INFORMATION Start Marker

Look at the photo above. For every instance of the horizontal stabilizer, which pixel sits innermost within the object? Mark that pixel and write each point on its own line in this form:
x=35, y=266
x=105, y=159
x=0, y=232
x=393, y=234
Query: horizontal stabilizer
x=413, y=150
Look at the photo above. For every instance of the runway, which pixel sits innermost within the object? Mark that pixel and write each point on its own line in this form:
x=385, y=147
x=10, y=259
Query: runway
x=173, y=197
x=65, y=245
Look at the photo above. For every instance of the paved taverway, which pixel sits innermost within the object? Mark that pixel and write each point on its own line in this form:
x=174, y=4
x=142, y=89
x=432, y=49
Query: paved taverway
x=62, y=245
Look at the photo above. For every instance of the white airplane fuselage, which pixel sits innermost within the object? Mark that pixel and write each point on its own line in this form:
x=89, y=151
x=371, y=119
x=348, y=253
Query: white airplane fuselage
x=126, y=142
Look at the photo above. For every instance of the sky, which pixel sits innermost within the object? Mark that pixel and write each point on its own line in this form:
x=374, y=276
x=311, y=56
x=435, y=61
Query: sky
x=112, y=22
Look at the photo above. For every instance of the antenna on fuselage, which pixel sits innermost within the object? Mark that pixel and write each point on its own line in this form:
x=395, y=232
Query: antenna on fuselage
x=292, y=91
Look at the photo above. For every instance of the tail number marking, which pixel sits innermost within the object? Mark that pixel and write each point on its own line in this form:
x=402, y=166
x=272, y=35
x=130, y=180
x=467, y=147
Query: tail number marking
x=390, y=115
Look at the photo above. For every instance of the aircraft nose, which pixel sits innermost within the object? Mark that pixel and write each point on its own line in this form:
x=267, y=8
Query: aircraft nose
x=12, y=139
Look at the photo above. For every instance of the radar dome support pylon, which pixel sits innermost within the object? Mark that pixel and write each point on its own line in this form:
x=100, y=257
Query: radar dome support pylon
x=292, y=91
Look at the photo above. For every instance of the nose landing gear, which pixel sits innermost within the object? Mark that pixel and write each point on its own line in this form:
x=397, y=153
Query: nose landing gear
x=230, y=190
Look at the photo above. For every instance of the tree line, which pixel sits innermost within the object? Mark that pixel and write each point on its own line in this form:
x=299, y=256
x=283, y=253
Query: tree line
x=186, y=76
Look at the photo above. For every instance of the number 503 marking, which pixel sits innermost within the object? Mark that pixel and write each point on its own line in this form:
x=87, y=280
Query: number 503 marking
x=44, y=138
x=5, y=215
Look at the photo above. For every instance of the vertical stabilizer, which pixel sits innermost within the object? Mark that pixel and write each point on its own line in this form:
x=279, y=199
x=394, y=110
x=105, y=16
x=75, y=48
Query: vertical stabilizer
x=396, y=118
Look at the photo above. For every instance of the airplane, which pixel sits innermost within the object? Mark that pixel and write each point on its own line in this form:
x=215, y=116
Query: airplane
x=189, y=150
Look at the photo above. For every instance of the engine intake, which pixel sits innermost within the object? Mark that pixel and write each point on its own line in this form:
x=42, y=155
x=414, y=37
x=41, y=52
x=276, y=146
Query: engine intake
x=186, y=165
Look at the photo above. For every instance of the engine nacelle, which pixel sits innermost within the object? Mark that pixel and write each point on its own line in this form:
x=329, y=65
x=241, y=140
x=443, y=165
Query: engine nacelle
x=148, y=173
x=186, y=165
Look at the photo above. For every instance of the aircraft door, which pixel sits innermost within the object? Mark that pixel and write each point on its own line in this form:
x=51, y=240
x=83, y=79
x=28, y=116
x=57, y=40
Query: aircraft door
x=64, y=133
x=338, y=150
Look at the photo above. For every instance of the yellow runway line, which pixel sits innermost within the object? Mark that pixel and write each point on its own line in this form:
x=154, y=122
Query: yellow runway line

INFORMATION End Marker

EXERCISE DETAILS:
Starting at the line that contains "Look at the photo above. For every instance of the number" and ending at the last line of the data, repeat each line exactly; include nothing else.

EXERCISE OUTPUT:
Look at the photo above. For every instance of the number 503 marking, which pixel sits innermost within the object? Mark that pixel and write each point on its own line in this form:
x=87, y=280
Query: number 503 marking
x=44, y=138
x=5, y=215
Look at the photo above. For every instance of the vertical stabilizer, which pixel sits innermost within the object? Mark that pixel and write each point on its own line in this form:
x=279, y=199
x=394, y=110
x=105, y=16
x=75, y=48
Query: vertical stabilizer
x=396, y=118
Look at the photo above. For every instance of the airplane, which pixel sits innermost within the object? Mark that pixel and write each point on its own line in this form:
x=215, y=116
Query: airplane
x=189, y=150
Look at the photo above. For every instance of the engine intake, which pixel sits innermost within the object? Mark that pixel and write each point on its own line in this form:
x=42, y=155
x=414, y=37
x=41, y=52
x=276, y=146
Query: engine intake
x=186, y=165
Look at the photo above. For every instance of the engine nacelle, which pixel sits innermost within the object? Mark that pixel and write each point on its own line in this form:
x=329, y=65
x=241, y=140
x=443, y=165
Query: engine nacelle
x=148, y=173
x=186, y=165
Look at the photo above. For every instance of the aircraft door, which pixel sits innermost within the object? Mark that pixel and write each point on its own line in this form:
x=51, y=240
x=83, y=79
x=28, y=116
x=57, y=40
Query: aircraft door
x=64, y=133
x=338, y=150
Look at the photo above. For every instance of the yellow runway line, which pixel sits innermost within the object? Mark that pixel and write each point on its own line in this form:
x=154, y=122
Query: yellow runway line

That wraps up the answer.